> Document excerpt
== Segment start ==

Somalia faced a deadly measles outbreak in 2017; out of the 31 000 people affected, 83% were children under the age of 10. WHO Somalia’s Emergency Response team, Somali national authorities, and partners targeted 4.7 million children in the nationwide measles campaign. During this intervention, around 4.5 million children were vaccinated. As a result of the nationwide immunization campaign conducted, as of April 2019, Somalia witnessed a decline in the trend of cases reported this year. This steady progress can be attributed to partners’ commitment to strengthen routine immunization and to reach out to unvaccinated children to boost their immunity. However, Somalia’s children are still not out of danger – measles outbreaks are likely to spread in security-compromised inaccessible areas.
Somalia’s last outbreak of wild poliovirus, which occurred from 2013 to 2014, affected 194 children. Since then, as a result of mass and more focused immunization campaigns, and robust surveillance for polio symptoms to guide immunization activities, the country has been free of wild poliovirus. However, due to the challenges faced in reaching hard-to-reach areas, the country is currently experiencing 2 outbreaks of rare strains of the poliovirus, which have affected 13 children so far. The last nationwide polio campaign, conducted in March, vaccinated more than 2.7 million children under 5. More than 84 000 children were vaccinated for the first time.
Marked during the last week of April, World Immunization Week aims to promote the use of vaccines to protect people of all ages against disease. WHO wants to assure parents and communities in Somalia that vaccines are safe, effective, and can lead to lifetime immunity from diseases.

== Segment end ==

> Work request 1
The passage on measles and polio immunization in Somalia gives several figures for numbers of children. List every figure stated as a count of children.
> Work request 2
Carry on the passage about immunization in Somalia, starting after its final sentence.

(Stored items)
== Segment start ==

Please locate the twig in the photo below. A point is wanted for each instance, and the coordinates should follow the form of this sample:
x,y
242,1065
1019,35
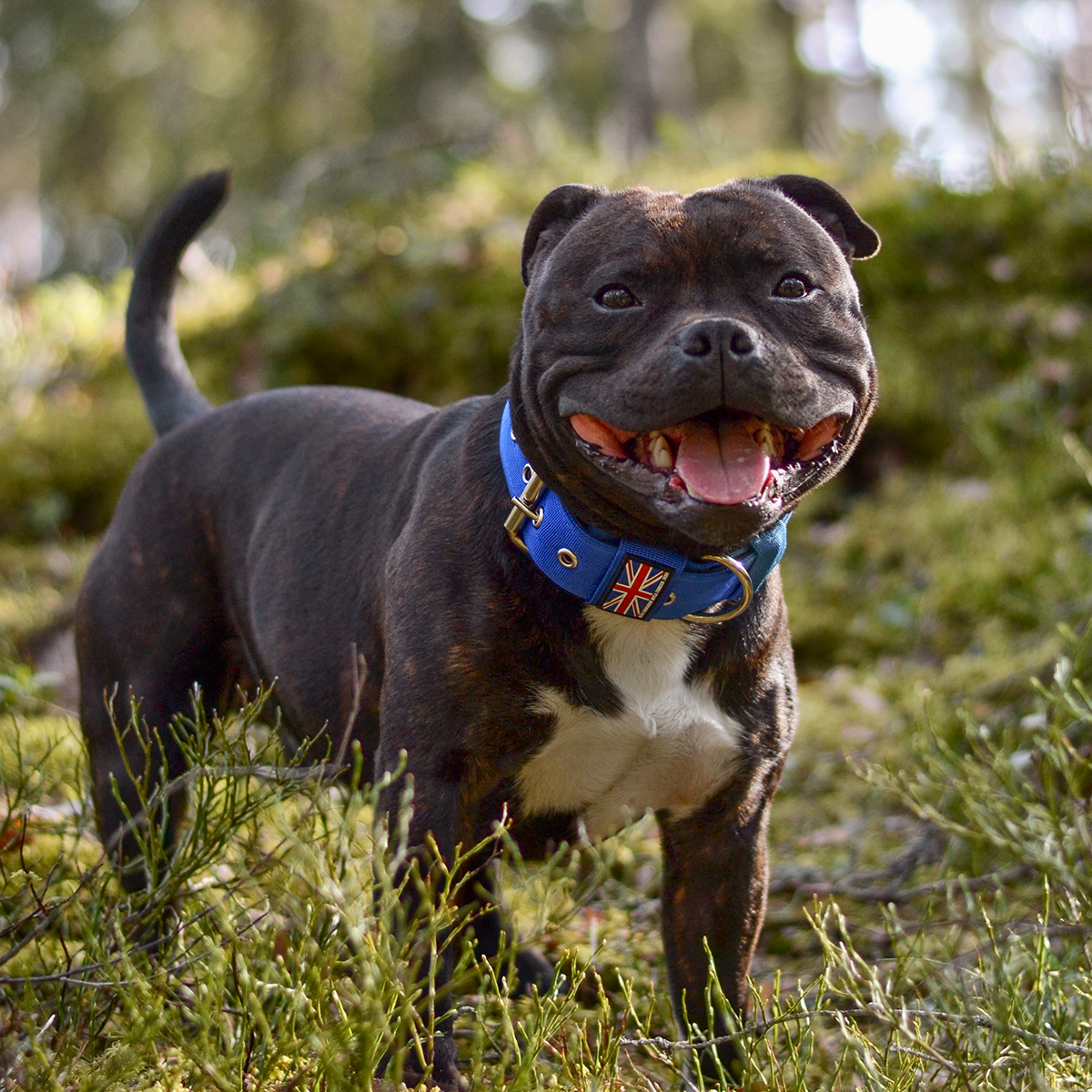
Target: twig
x,y
1048,1042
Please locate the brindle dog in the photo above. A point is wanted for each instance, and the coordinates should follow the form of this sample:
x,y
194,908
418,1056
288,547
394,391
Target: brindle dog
x,y
688,367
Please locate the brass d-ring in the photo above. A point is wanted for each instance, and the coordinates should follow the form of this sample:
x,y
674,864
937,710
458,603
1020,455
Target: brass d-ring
x,y
743,603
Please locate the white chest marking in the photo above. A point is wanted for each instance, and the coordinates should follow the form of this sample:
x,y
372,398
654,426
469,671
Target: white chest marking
x,y
671,746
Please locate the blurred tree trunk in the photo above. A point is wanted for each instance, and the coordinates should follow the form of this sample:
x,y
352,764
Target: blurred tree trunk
x,y
638,99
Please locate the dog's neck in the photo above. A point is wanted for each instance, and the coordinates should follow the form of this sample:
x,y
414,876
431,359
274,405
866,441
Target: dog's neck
x,y
628,578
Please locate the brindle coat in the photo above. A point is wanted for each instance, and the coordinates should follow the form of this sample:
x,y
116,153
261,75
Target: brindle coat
x,y
279,535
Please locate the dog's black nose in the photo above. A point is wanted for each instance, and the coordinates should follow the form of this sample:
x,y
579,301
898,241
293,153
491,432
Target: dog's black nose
x,y
741,343
699,339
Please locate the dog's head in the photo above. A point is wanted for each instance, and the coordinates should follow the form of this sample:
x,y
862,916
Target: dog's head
x,y
691,366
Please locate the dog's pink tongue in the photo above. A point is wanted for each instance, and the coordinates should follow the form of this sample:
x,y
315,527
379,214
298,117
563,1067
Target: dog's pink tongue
x,y
722,467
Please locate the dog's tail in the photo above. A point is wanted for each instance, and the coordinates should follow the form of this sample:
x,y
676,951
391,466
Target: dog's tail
x,y
152,347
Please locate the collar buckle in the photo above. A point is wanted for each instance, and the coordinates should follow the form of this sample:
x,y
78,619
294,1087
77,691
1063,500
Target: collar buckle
x,y
522,507
746,590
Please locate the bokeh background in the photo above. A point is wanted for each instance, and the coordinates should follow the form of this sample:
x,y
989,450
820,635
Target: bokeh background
x,y
386,157
105,105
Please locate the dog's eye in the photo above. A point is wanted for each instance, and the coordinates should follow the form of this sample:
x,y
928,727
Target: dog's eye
x,y
615,296
792,288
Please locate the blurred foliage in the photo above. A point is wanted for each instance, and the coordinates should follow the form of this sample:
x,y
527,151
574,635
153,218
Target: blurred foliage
x,y
105,105
961,524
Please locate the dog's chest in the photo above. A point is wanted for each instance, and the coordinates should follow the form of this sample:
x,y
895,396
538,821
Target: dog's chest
x,y
670,747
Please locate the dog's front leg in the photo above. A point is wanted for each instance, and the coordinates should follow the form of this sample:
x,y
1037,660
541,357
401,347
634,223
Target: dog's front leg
x,y
713,901
431,834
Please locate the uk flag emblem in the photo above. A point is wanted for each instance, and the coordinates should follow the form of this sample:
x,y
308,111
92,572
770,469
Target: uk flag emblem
x,y
636,588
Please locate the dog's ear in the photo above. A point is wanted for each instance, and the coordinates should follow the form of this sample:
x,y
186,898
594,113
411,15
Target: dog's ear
x,y
824,203
556,213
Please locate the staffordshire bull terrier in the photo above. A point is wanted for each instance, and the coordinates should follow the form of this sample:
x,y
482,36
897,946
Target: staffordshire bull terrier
x,y
566,594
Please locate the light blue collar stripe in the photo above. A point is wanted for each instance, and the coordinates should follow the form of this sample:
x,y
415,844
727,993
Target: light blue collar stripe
x,y
693,587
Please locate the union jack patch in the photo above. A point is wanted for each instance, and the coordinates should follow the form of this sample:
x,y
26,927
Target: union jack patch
x,y
636,588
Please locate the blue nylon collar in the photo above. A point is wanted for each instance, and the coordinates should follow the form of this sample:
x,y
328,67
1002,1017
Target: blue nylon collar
x,y
625,577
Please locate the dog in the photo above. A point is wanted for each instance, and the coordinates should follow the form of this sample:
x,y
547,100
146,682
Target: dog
x,y
566,594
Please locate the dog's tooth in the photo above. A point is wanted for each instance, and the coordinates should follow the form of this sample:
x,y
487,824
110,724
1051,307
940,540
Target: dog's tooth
x,y
767,440
662,454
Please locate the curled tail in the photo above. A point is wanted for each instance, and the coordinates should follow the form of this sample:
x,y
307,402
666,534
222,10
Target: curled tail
x,y
152,348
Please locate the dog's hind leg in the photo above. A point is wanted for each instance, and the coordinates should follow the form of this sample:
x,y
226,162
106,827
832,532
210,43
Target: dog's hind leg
x,y
490,924
140,670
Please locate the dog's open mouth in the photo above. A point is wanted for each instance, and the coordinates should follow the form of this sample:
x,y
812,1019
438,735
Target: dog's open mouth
x,y
721,458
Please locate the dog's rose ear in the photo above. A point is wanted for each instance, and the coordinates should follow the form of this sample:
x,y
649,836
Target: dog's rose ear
x,y
556,213
824,203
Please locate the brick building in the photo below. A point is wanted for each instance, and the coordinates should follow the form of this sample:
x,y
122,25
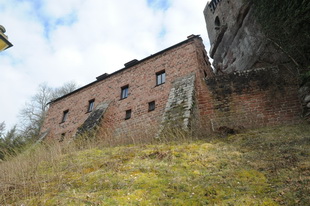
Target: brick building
x,y
175,87
137,98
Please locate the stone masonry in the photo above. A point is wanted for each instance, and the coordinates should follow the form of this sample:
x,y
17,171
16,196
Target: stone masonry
x,y
237,42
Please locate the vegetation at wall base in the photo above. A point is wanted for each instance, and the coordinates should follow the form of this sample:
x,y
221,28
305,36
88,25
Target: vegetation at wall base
x,y
267,166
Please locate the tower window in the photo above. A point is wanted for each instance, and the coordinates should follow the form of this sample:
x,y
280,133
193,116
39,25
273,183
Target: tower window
x,y
91,104
64,116
124,92
151,106
128,114
160,77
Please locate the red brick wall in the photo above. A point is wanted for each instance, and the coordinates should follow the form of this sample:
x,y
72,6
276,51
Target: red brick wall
x,y
249,99
177,61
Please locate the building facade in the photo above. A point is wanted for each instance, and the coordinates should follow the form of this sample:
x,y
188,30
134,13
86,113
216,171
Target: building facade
x,y
252,86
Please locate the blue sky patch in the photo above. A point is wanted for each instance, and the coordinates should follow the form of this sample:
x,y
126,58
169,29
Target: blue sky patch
x,y
159,4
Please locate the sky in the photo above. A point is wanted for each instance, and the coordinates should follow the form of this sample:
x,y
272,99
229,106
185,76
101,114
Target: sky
x,y
60,41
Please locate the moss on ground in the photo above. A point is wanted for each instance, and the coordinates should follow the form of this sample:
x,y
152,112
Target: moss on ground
x,y
268,166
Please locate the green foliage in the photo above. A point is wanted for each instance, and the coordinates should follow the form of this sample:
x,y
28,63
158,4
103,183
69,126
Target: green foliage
x,y
287,23
267,166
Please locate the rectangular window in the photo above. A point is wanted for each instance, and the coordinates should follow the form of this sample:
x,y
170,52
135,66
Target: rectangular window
x,y
124,92
151,106
65,116
160,77
128,114
91,104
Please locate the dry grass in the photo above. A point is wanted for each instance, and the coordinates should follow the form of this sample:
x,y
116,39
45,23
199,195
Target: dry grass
x,y
268,166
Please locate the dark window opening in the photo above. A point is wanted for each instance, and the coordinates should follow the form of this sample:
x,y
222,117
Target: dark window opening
x,y
62,137
205,73
124,92
91,104
160,77
64,116
217,23
128,114
151,106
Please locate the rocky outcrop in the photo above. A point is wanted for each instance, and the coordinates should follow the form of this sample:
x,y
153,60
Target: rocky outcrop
x,y
237,42
94,118
180,104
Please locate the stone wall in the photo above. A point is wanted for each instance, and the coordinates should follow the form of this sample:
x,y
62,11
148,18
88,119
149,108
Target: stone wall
x,y
259,97
178,61
237,42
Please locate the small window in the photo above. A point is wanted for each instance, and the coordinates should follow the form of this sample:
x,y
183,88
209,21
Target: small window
x,y
160,77
62,137
128,114
64,116
151,106
91,104
124,92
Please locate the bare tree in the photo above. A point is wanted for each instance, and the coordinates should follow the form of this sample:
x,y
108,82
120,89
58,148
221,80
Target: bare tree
x,y
2,128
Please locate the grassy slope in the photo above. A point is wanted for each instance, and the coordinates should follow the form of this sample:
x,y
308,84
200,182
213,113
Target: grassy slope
x,y
268,166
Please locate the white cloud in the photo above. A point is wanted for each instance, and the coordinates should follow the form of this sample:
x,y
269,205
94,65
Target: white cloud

== Segment end ==

> Response 1
- 4.7 million children (targeted in the nationwide measles campaign)
- 4.5 million children (vaccinated during that campaign)
- 194 children (affected by the 2013–2014 wild poliovirus outbreak)
- 13 children (affected so far by the 2 outbreaks of rare poliovirus strains)
- more than 2.7 million children under 5 (vaccinated in the March polio campaign)
- more than 84 000 children (vaccinated for the first time)

> Response 2
While celebrating World Immunization Week with the theme “Protected Together: Vaccines Work”, Dr Mamunur Rahman Malik, WHO Representative for Somalia, called for scaling up the routine immunization programme in Somalia through working together with partners, communities and grass-root level organization. In 2018, Somali authorities, WHO and partners vaccinated more than 400 000 children against measles as part of routine immunization programme. Yet, about 170 000 children were missed or did not receive the first dose of measles vaccine last year. “Our priority is to reach out to all these children who misses the routine vaccine doses or remain unvaccinated owing to access or any other barrier. Leaving no child behind, we can ensure every child’s right to lead a healthy and productive life- if all who need to vaccinated are vaccinated in a timely way,” he stated.
In the last decade, Somali health authorities and WHO worked with Gavi and other key partners to strengthen routine immunization. This protected 2.4m children against 8 vaccine-preventable childhood diseases.
Somalia has shown remarkable progress in achieving good immunization coverage for some diseases that is realistically feasible to achieve in a fragile state, lot of works still need to be continued and scaled up to fill the immunization gaps through enhancing partnerships with other local stakeholders which is the key theme of this year’s World Immunization Week. Responding to outbreaks of measles or polio is a priority but can be prevented through achieving high coverage in routine immunization programme and also by reaching out to the children who do not receive any vaccine during the first year of their life.
Despite the gains made by vaccination over the years, there are still unvaccinated and under-vaccinated children in Somalia today. As a consequence, millions of children are being put at risk against vaccine-preventable diseases. As part of this year’s campaign, grass-root level vaccinators who spearhead all barriers to reach every child in inaccessible areas of the country were honoured as immunization heroes. Their roles in keeping children healthy and securing a safer future has been acknowledged throughout the country.